#### Goal of the exercise:
Put every line of the records below into a numbered list, leaving out any blank lines.

[Start of Data section]

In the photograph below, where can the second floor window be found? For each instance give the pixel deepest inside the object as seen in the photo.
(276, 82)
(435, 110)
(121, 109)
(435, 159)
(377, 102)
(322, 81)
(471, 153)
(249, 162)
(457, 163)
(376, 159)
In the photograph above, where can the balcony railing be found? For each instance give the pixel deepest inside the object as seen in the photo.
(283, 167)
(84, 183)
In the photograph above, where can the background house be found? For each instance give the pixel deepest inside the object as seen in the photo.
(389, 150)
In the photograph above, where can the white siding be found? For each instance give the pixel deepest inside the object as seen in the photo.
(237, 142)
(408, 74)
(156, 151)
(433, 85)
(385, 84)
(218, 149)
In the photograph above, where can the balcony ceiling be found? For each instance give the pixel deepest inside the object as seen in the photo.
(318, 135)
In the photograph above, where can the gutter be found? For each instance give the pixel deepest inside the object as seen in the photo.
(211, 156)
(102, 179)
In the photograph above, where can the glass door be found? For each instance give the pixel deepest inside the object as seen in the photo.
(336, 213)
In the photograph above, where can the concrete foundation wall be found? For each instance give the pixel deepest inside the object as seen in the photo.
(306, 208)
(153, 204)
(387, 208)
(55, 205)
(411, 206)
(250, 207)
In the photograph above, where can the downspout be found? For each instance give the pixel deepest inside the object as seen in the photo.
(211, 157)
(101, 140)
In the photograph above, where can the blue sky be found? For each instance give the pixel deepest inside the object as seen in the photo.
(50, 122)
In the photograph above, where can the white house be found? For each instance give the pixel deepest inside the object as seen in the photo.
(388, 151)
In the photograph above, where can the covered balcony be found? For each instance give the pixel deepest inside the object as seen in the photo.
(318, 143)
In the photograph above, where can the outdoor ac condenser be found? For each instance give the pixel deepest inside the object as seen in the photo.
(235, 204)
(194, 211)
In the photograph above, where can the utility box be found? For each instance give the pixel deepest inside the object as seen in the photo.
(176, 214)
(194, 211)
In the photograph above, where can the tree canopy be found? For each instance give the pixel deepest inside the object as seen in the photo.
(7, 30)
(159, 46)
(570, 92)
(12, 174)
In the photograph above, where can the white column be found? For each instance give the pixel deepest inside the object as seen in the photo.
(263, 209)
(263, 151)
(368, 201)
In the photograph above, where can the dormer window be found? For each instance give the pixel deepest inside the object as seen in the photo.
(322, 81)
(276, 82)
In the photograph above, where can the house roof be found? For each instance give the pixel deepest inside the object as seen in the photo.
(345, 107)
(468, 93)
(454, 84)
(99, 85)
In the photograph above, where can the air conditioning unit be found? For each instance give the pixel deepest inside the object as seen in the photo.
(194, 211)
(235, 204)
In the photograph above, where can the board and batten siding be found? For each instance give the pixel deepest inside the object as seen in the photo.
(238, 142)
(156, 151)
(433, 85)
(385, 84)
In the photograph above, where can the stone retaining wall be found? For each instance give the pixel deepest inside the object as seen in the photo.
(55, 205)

[End of Data section]

#### Answer to this task:
1. In the photograph below, where can the second floor window be found? For each instance give the pixel deepest inside the object as seen in the photo.
2. (276, 82)
3. (435, 110)
4. (121, 109)
5. (435, 159)
6. (377, 102)
7. (322, 81)
8. (471, 153)
9. (249, 162)
10. (457, 163)
11. (376, 159)
12. In the photograph above, where can the balcony railing be found? For each instance give the pixel deepest inside the object as seen in the photo.
13. (283, 167)
14. (84, 183)
15. In the photograph above, where can the background house be found? For each instance give the pixel deepest inside the object as seen in the photo.
16. (389, 150)
17. In the photograph above, where can the white siding be found? For each instance give the pixel deepest inside the object as seen in the photo.
18. (237, 142)
19. (408, 74)
20. (156, 151)
21. (433, 85)
22. (385, 84)
23. (218, 149)
24. In the photograph above, where can the balcony ceiling be found? For each instance give the pixel deepest inside the object as seen in the photo.
25. (318, 135)
26. In the photograph above, where can the gutter be found? For each instance give the pixel deepest inside the object as seen in the photo.
27. (211, 156)
28. (102, 179)
29. In the photograph above, where can the glass door be found? For each instance give the pixel deepest inside the object as seen in the photo.
30. (336, 213)
31. In the photograph above, where can the concrete foundation wall be found? For each instance give the pixel deepest inside the object as seen in the photo.
32. (306, 208)
33. (153, 204)
34. (387, 208)
35. (55, 205)
36. (411, 206)
37. (250, 207)
38. In the photograph above, where can the downspout be found? For each instance give the pixel deepest inside the object as seen in the photo.
39. (211, 157)
40. (101, 140)
41. In the photograph above, where can the blue sky be found? For each instance give the pixel deepest inside the object as seen in the photo.
42. (50, 122)
43. In the photograph above, where can the white house be found? For each instance give the pixel deepest inside the object as seen in the photo.
44. (388, 151)
45. In the photograph above, where can the covered balcony be found? For each instance give the pixel deepest inside the object as seen in the photo.
46. (318, 143)
47. In the photograph above, where can the outdoor ac condenser be found? For each instance give the pixel deepest inside the object as seen in the photo.
48. (235, 204)
49. (194, 211)
50. In the photograph above, where can the utility box be found? For each instance give the pixel deepest inside the object as seen in the photo.
51. (176, 214)
52. (194, 211)
53. In the photograph above, where can the tree canopy be found? For each instance give the pixel deepest inside the object as seen in the photo.
54. (7, 30)
55. (159, 46)
56. (570, 92)
57. (12, 174)
58. In the photograph above, where can the white column be found? For each instance give the pixel deepest inside the object as seen in the photo.
59. (263, 209)
60. (263, 151)
61. (368, 201)
62. In the photograph above, where can the dormer window be found? For each instance give the pixel deepest inside the object as seen in the photo.
63. (322, 81)
64. (276, 82)
65. In the photograph above, where can the house roof be found? For each instance give the pixel deepest inside the object as seen in the photo.
66. (345, 107)
67. (468, 93)
68. (454, 84)
69. (99, 85)
70. In the photograph above, where can the air conditioning unit be found? For each instance give the pixel deepest inside the object as seen in the photo.
71. (194, 211)
72. (235, 204)
73. In the photograph above, where can the board and batten siding be found? For each instance give the pixel deepest inside the object as seen in the photo.
74. (238, 142)
75. (156, 151)
76. (433, 85)
77. (385, 84)
78. In the photograph above, where can the stone retaining wall be found? For each instance give the pixel deepest inside the object as seen in the photo.
79. (55, 205)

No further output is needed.